Texte fourni:
________________
William : C’est évidemment une bonne chose que nous puissions tous rester actifs d’une manière ou d’une autre, et ces événements aident beaucoup. Je pense que c’est la seule et unique solution pour le moment, et je suis heureux qu’on ait cette possibilité, c’est le bon côté des médias numériques (rires). On ne doit jamais oublier qu’Internet est un outil formidable, mais si on en abuse, il abusera de nous.
________________
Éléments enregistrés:

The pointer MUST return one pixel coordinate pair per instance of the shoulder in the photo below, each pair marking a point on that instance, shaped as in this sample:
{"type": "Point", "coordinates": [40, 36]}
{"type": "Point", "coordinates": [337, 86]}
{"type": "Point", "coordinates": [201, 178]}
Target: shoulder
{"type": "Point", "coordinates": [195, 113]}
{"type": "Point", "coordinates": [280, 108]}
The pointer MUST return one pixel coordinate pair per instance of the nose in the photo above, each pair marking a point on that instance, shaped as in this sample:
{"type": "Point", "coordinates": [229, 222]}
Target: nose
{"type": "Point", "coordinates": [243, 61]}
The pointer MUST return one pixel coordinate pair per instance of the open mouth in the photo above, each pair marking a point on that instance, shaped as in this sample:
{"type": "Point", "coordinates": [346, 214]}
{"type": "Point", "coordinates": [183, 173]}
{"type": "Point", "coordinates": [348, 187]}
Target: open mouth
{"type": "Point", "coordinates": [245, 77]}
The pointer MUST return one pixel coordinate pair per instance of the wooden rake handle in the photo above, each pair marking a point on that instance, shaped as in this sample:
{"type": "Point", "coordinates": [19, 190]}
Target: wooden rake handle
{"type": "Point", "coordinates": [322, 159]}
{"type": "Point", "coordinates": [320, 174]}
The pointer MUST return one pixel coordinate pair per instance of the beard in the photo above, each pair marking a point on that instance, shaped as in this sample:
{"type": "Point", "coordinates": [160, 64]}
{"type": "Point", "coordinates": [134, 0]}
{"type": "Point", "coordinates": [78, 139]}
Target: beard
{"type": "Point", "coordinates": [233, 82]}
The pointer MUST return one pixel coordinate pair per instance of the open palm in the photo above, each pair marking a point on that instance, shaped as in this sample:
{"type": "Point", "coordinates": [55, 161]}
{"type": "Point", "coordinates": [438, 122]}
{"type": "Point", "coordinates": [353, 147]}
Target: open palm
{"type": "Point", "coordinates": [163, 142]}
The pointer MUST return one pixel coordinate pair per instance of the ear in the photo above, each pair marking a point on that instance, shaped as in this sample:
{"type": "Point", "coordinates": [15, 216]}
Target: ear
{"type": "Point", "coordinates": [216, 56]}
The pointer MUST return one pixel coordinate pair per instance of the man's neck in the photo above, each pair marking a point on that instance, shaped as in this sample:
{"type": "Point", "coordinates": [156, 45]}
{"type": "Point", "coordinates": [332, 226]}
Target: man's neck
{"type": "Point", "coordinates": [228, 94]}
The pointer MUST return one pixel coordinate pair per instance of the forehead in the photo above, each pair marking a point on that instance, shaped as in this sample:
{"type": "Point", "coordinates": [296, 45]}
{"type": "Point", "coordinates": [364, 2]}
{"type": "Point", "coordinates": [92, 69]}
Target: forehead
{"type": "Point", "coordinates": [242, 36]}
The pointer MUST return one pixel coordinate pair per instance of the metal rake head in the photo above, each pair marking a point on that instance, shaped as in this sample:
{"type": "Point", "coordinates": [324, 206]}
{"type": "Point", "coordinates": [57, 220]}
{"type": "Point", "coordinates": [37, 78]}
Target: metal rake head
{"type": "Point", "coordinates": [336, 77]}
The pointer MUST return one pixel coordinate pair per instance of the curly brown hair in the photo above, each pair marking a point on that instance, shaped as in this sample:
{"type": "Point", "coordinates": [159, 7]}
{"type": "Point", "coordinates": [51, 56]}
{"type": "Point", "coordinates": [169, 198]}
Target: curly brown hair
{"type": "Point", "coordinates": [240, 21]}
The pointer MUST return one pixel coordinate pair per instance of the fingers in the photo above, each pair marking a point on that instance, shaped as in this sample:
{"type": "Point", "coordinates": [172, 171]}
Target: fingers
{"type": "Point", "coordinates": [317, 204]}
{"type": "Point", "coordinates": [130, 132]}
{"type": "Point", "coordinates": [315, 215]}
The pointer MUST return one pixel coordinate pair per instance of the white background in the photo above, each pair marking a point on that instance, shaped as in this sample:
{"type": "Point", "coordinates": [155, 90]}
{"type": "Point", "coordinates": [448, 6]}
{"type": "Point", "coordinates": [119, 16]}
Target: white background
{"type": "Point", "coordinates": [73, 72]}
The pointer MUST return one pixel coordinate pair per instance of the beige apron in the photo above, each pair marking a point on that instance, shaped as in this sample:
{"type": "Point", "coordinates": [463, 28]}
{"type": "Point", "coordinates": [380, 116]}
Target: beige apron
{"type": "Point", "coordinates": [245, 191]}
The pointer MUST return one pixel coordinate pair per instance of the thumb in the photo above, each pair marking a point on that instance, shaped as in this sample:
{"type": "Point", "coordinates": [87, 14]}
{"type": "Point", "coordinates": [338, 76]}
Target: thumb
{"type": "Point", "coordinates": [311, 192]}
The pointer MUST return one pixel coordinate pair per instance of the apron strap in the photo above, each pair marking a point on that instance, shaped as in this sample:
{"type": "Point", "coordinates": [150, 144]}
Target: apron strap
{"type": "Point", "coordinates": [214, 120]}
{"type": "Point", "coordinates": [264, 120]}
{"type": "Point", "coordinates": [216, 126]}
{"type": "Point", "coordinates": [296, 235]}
________________
Série de tâches:
a - Traduisez en anglais la phrase suivante de l'extrait sur les médias numériques : « On ne doit jamais oublier qu’Internet est un outil formidable, mais si on en abuse, il abusera de nous. »
b - Résumez sous forme de liste le paragraphe de l'extrait sur les médias numériques qui commence par « William : C’est évidemment une bonne chose », en conservant ses idées principales.
c - Poursuivez l'extrait sur les médias numériques à partir de l'endroit où il s'arrête.

Problèmes résolus:
a - We must never forget that the Internet is a wonderful tool, but if we abuse it, it will abuse us.

b -
- Il est bon que chacun puisse rester actif d'une manière ou d'une autre, et ces événements y contribuent beaucoup.
- C'est pour le moment la seule solution.
- William se réjouit de cette possibilité, qu'il voit comme le bon côté des médias numériques.
- Internet est un outil formidable, mais si on en abuse, il abusera de nous.

c -
Contrairement à la plupart des groupes, vous avez toujours admis être nostalgiques des années 80, et ça s’entend sur le disque, qui sonne souvent comme s’il avait été enregistré en 1982. Et cela va même au delà de la musique, avec les photos que vous publiez ou la vidéo de « Digital Ocean » qui a été enregistrée avec un vrai caméscope d’époque…
Larissa : Ma fascination pour les choses du passé a toujours été un élément de ma vie. J’habite dans une maison qui date de 1904 et je tourne sur de la vraie pellicule. Nous n’essayons pas délibérément d’être fidèles à une époque en particulier, cela nous vient naturellement car notre cœur bat pour ce genre de musique. La musique doit avoir une certaine crudité, des imperfections, pour pouvoir exprimer des sentiments.
William : Je ne pense pas que nous soyons fidèles au début des années 80, mais c’est juste une ambiance que nous avons toujours aimé et dès que nous le pouvons, nous aimons développer cette esthétique, pour garder vivante cette période dont nous sommes grands fans.
N’est-ce pas un peu paradoxal d’être nostalgique d’une décennie que vous avez à peine connue ?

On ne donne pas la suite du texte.